BRIEF:
Find the line containing "of the cloud." in the records below. Copy exactly that line and each one after it, ending at the line containing "of the overcast", and nothing more.

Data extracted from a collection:
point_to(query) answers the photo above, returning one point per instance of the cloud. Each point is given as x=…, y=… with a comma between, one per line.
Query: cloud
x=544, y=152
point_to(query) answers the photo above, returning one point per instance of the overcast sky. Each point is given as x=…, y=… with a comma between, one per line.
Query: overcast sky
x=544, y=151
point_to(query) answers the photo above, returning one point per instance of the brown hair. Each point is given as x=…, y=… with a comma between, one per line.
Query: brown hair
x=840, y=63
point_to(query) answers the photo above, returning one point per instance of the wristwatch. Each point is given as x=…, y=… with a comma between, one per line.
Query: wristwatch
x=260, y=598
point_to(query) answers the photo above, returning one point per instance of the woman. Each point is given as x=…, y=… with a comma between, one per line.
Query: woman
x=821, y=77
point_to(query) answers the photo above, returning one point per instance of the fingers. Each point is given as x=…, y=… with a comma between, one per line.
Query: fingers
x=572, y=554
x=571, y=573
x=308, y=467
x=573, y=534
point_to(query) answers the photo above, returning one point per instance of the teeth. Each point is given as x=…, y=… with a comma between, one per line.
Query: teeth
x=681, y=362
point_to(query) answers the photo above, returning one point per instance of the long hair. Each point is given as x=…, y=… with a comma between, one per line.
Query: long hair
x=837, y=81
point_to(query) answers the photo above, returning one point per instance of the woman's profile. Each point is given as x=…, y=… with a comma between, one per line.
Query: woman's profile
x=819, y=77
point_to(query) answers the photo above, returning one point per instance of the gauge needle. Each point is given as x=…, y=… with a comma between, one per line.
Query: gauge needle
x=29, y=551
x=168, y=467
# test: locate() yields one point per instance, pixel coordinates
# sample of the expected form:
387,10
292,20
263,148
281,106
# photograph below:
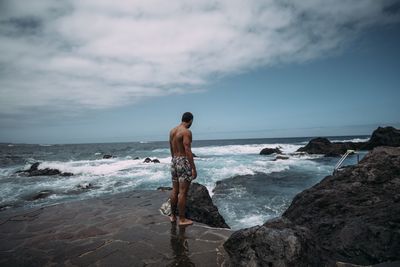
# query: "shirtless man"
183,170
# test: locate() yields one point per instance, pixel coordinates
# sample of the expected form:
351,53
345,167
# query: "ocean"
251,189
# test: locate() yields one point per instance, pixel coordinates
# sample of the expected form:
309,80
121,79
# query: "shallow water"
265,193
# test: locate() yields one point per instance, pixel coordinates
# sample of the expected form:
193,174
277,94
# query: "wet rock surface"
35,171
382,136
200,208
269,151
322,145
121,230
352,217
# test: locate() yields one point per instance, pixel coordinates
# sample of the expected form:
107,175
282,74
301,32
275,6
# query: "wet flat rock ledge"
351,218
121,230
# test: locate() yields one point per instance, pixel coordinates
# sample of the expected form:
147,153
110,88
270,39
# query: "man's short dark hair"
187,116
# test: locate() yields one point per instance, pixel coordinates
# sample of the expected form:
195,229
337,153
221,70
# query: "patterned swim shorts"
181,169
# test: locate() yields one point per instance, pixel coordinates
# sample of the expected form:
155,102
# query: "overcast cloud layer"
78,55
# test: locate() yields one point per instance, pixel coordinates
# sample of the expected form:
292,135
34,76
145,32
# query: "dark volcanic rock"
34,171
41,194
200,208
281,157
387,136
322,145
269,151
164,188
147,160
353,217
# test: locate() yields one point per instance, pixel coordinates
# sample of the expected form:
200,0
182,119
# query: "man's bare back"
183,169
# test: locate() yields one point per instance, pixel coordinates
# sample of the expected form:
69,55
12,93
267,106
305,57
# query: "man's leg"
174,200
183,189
...
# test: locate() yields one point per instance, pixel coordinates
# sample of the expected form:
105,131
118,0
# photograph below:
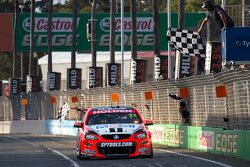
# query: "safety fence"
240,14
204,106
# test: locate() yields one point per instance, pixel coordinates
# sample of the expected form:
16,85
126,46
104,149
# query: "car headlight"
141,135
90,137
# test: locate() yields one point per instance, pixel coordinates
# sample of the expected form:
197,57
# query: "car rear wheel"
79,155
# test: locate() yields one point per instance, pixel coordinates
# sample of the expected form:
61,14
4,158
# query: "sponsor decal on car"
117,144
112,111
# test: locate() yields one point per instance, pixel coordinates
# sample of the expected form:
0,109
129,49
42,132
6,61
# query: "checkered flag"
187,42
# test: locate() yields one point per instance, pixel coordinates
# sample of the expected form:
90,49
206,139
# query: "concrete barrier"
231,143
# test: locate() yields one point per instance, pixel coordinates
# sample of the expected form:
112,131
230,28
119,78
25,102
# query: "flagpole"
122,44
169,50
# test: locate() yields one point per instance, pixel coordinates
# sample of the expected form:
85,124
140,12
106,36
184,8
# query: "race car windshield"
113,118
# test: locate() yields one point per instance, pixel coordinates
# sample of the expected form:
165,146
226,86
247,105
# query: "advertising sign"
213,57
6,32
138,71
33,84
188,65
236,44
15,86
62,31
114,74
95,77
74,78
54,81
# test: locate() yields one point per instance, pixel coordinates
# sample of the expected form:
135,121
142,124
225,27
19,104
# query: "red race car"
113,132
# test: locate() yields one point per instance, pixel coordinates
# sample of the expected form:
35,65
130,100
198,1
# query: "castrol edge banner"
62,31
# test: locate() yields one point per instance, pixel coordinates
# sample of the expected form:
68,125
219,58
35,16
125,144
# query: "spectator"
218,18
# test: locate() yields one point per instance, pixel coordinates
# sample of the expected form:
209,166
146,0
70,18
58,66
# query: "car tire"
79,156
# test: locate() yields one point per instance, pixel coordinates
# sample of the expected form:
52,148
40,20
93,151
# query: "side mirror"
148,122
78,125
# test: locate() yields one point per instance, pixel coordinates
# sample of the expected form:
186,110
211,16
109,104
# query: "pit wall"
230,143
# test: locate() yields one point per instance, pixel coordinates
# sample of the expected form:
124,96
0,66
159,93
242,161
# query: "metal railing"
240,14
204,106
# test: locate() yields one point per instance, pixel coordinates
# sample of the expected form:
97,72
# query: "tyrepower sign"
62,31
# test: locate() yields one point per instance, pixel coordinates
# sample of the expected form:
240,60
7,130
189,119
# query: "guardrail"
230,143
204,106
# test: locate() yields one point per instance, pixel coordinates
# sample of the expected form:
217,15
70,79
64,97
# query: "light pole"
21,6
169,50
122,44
==
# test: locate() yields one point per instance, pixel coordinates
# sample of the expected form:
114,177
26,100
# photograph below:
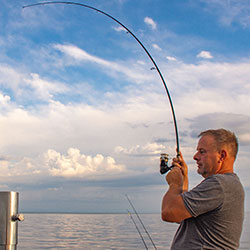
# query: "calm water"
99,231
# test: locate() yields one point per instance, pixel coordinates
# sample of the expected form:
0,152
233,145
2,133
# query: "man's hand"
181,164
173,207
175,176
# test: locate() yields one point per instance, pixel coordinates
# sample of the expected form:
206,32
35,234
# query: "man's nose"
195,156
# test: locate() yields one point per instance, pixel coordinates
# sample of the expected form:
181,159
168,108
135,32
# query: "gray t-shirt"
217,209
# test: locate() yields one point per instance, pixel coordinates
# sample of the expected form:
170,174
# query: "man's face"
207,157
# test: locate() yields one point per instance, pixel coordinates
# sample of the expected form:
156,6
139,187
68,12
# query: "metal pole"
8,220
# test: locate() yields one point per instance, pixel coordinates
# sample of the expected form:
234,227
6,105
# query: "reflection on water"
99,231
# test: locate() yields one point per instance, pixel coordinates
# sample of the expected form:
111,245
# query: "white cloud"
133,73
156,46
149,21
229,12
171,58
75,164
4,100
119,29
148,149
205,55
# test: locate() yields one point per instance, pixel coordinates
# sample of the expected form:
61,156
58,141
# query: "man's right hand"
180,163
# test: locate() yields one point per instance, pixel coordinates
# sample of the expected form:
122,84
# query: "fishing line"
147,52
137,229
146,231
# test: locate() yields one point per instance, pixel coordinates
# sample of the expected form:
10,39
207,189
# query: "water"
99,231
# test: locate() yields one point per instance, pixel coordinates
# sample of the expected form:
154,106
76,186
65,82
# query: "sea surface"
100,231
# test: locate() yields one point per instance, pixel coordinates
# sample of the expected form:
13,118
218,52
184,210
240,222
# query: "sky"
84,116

OUTPUT FOR THIS EXERCISE:
point_to(query) answers the photo above, returning one point per instance of the cloud. Each point is given as x=…, y=… with a comma between, one per line.
Query: cloud
x=544, y=152
point_to(query) answers the photo above, returning one point per instance of the overcast sky. Each point is given as x=…, y=… with a comma between, one per line.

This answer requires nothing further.